*** Opening of Document excerpt ***

Tuesday, March 30, 2010

Lindsey Graham Leads on Clean Energy

Lindsey Graham vows legislation on carbon emissions

COLUMBIA – Churches, schools, restaurants and even large homes could fall under new federal regulations aimed at curbing greenhouse gases, say state officials who want Congress to tackle the issue instead of the federal environmental agency.

U.S. Sen. Lindsey Graham says he plans to do just that, joining in a bi-partisan bill that will be filed next month to pre-empt the U.S. Environmental Protection Agency regulations and provide a new cap and trade system that he said could help reduce the national debt, encourage the production of more alternative energy and move the nation closer to energy independence.

“This administration is not going to back off,” Graham told a group of business and environmental officials. “They are going to regulate carbon. If Congress doesn’t get involved, it’s going to be a disaster for this state and it’s going to be a disaster for every state.”

*** Close of Document excerpt ***

§ **Task item A**: List every kind of place that, according to the article on Lindsey Graham, could fall under the new federal regulations.
§ **Task item B**: Based on the article on Lindsey Graham, state whether each statement agrees with it, answering yes or no and quoting the deciding words: (i) The bill Graham plans to join will be filed next month. (ii) State officials want the federal environmental agency, not Congress, to take on the issue. (iii) Graham spoke to a group of business and environmental officials.
Rely only on the article on Lindsey Graham when answering.

*** Opening of Supplied material ***

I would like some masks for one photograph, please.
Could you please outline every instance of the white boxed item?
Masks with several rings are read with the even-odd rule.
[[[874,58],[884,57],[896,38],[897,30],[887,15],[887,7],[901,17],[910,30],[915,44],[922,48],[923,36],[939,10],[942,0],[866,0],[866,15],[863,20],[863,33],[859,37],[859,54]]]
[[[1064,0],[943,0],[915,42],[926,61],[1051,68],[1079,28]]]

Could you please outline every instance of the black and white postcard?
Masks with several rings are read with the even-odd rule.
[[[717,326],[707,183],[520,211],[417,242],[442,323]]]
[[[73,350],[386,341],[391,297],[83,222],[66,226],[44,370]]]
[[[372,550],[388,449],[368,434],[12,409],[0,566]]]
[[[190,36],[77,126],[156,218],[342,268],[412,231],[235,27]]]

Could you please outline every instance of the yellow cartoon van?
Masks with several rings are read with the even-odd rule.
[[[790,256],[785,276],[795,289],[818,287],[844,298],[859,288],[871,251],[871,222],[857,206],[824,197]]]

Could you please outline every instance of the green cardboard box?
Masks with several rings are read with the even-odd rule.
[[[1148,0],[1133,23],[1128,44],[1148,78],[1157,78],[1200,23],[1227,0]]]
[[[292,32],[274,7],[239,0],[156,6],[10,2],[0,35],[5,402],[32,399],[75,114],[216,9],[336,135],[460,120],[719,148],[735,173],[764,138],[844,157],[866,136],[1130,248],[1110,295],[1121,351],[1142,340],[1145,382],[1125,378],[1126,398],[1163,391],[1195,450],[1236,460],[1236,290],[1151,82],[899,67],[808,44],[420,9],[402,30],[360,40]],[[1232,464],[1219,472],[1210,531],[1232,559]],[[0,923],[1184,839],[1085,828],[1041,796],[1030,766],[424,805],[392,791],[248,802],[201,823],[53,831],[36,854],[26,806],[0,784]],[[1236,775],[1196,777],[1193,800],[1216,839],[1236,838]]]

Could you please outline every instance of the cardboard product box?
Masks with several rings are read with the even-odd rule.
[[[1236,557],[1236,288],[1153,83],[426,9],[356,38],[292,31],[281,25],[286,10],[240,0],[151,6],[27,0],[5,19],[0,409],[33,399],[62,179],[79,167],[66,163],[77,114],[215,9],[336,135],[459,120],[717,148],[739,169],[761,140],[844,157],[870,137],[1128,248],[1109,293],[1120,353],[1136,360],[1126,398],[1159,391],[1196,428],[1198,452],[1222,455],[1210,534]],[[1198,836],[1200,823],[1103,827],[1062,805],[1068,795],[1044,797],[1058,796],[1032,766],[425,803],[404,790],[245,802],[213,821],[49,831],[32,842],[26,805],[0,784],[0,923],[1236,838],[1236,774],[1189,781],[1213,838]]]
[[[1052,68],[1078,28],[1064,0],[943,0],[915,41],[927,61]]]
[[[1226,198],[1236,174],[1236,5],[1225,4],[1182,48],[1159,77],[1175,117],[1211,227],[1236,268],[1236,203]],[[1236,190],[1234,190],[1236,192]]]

*** Close of Supplied material ***

§ **Answer A**: Churches, schools, restaurants, large homes

§ **Answer B**:
(i) Yes: "joining in a bi-partisan bill that will be filed next month"
(ii) No: "want Congress to tackle the issue instead of the federal environmental agency"
(iii) Yes: "Graham told a group of business and environmental officials"